BRIEF A -> Shift every point coordinate in the answers of the records by -28, and rewrite the lines from the one containing "of the wooden" through the end of the records, requests included.

GIVEN TEXT ->
_____

11.6: Degenerate Perturbation Theory


Let us, rather naively, investigate the Stark effect in an excited (i.e., $$n>1$$) state of the hydrogen atom using standard non-degenerate perturbation theory. We can write $H_0\,\psi_{nlm} = E_n\,\psi_{nlm},$ because the energy eigenstates of the unperturbed Hamiltonian only depend on the quantum number $$n$$. Making use of the selection rules ([e12.63]) and ([e12.73]), non-degenerate perturbation theory yields the following expressions for the perturbed energy levels and eigenstates [see Equations ([e12.56]) and ([e12.57])]:

$\label{e12.88} E_{nl}' = E_n + e_{nlnl} + \sum_{n',l'=l\pm 1}\frac{|e_{n'l'nl}|^{\,2}}{E_n-E_{n'}},$ and

$\label{e12.89} \psi'_{nlm} = \psi_{nlm} + \sum_{n',l'=l\pm 1}\frac{e_{n'l'nl}}{E_n-E_{n'}}\,\psi_{n'l'm},$ where $e_{n'l'nl} = \langle n',l',m|H_1|n,l,m\rangle.$ Unfortunately, if $$n>1$$ then the summations in the previous expressions are not well defined, because there exist non-zero matrix elements, $$e_{nl'nl}$$, that couple degenerate eigenstates: that is, there exist non-zero matrix elements that couple states with the same value of $$n$$, but different values of $$l$$. These particular matrix elements give rise to singular factors $$1/(E_n-E_n)$$ in the summations. This does not occur if $$n=1$$ because, in this case, the selection rule $$l'=l\pm 1$$, and the fact that $$l=0$$ (because $$0\leq l < n$$), only allow $$l'$$ to take the single value 1. Of course, there is no $$n=1$$ state with $$l'=1$$. Hence, there is only one coupled state corresponding to the eigenvalue $$E_1$$. Unfortunately, if $$n>1$$ then there are multiple coupled states corresponding to the eigenvalue $$E_n$$.

_____

BRIEF B -> Which equation references does the degenerate perturbation theory text cite in parentheses, apart from the labels it gives its own equations?

Point labeling dataset excerpts ->
_____

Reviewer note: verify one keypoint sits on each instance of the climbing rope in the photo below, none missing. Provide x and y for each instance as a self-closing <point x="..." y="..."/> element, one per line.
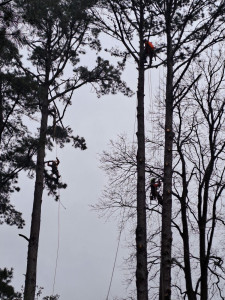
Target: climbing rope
<point x="58" y="243"/>
<point x="117" y="250"/>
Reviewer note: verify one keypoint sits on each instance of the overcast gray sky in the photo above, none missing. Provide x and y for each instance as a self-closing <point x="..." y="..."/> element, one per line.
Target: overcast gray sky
<point x="87" y="243"/>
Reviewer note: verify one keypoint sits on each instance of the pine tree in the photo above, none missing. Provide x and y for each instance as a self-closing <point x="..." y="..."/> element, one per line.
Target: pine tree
<point x="59" y="31"/>
<point x="17" y="92"/>
<point x="188" y="28"/>
<point x="7" y="291"/>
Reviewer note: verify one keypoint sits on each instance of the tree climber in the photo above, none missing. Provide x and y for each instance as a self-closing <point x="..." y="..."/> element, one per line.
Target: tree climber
<point x="154" y="190"/>
<point x="149" y="51"/>
<point x="54" y="165"/>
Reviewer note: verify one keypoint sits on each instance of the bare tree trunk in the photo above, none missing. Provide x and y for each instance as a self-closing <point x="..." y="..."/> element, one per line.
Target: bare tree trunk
<point x="30" y="283"/>
<point x="141" y="235"/>
<point x="185" y="234"/>
<point x="166" y="238"/>
<point x="203" y="209"/>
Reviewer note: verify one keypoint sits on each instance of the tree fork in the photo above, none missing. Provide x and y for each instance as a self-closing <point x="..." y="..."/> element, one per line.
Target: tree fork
<point x="30" y="282"/>
<point x="166" y="238"/>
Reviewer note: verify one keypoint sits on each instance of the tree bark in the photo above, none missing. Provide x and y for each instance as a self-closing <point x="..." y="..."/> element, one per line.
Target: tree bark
<point x="30" y="282"/>
<point x="166" y="236"/>
<point x="141" y="235"/>
<point x="185" y="234"/>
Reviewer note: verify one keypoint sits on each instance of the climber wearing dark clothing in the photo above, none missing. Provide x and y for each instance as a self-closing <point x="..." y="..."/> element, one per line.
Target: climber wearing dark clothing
<point x="154" y="190"/>
<point x="149" y="51"/>
<point x="54" y="165"/>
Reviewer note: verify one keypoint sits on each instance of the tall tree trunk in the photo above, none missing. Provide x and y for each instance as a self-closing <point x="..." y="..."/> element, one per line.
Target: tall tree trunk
<point x="141" y="235"/>
<point x="166" y="238"/>
<point x="30" y="283"/>
<point x="185" y="234"/>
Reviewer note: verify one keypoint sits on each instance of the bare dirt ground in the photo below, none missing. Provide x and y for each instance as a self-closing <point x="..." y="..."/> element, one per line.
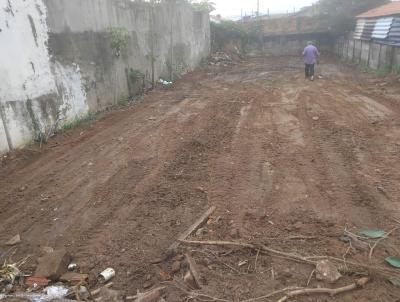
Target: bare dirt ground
<point x="288" y="163"/>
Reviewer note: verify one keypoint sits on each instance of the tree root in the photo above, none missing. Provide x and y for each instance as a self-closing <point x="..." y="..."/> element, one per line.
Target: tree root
<point x="382" y="271"/>
<point x="326" y="291"/>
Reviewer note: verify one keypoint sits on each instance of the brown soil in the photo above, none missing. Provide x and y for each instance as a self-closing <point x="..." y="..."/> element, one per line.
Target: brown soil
<point x="278" y="156"/>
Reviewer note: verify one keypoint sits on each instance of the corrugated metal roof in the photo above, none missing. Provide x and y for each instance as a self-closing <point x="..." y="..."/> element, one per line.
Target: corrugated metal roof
<point x="394" y="32"/>
<point x="368" y="29"/>
<point x="382" y="28"/>
<point x="391" y="9"/>
<point x="359" y="28"/>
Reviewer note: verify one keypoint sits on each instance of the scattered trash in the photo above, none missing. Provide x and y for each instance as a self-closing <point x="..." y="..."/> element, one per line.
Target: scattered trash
<point x="74" y="278"/>
<point x="148" y="284"/>
<point x="201" y="231"/>
<point x="374" y="234"/>
<point x="72" y="267"/>
<point x="56" y="291"/>
<point x="13" y="241"/>
<point x="393" y="261"/>
<point x="176" y="267"/>
<point x="395" y="282"/>
<point x="355" y="242"/>
<point x="9" y="273"/>
<point x="165" y="83"/>
<point x="36" y="282"/>
<point x="327" y="271"/>
<point x="53" y="265"/>
<point x="106" y="275"/>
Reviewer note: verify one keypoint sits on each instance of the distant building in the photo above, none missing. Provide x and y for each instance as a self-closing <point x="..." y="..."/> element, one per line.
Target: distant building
<point x="381" y="24"/>
<point x="216" y="18"/>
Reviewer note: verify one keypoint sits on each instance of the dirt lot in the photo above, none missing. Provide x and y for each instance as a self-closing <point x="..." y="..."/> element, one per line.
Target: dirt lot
<point x="288" y="163"/>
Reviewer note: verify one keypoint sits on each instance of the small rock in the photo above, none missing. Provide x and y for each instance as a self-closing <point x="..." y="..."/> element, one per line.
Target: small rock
<point x="327" y="271"/>
<point x="47" y="249"/>
<point x="298" y="225"/>
<point x="176" y="267"/>
<point x="53" y="265"/>
<point x="201" y="231"/>
<point x="148" y="284"/>
<point x="234" y="233"/>
<point x="13" y="241"/>
<point x="74" y="278"/>
<point x="109" y="295"/>
<point x="36" y="282"/>
<point x="190" y="281"/>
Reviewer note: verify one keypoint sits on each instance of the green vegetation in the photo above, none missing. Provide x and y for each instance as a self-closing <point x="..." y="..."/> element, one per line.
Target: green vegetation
<point x="119" y="39"/>
<point x="135" y="81"/>
<point x="203" y="5"/>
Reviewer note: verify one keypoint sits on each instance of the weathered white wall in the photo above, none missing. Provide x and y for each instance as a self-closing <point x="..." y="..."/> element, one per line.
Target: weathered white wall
<point x="32" y="95"/>
<point x="56" y="63"/>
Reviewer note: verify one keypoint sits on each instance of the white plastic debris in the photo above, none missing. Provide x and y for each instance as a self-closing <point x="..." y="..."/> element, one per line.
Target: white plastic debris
<point x="107" y="275"/>
<point x="165" y="83"/>
<point x="55" y="291"/>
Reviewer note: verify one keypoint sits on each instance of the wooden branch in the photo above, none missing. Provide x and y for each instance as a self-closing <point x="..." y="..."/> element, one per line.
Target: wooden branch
<point x="371" y="252"/>
<point x="171" y="251"/>
<point x="150" y="296"/>
<point x="263" y="248"/>
<point x="383" y="271"/>
<point x="194" y="271"/>
<point x="325" y="291"/>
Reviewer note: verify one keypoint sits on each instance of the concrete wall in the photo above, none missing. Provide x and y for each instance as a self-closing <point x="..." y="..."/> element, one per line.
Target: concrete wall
<point x="57" y="64"/>
<point x="370" y="54"/>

_____

RESPONSE A ->
Reviewer note: verify one keypoint sits on each instance of the wooden branch in the photo above, none missing. Provide x and y for each instance as a self-closing <point x="..." y="..."/> element, one per line.
Target: wooden branch
<point x="343" y="224"/>
<point x="143" y="223"/>
<point x="122" y="268"/>
<point x="235" y="220"/>
<point x="355" y="243"/>
<point x="166" y="243"/>
<point x="297" y="263"/>
Reviewer note: verify one keypoint sits on each instance of the concrete wall in the photo above, none missing. Provide x and y for each instance as a self-closing <point x="..." y="..."/> element, one per line.
Target: concrete wall
<point x="29" y="36"/>
<point x="342" y="26"/>

RESPONSE B -> e12.63, e12.73, e12.56, e12.57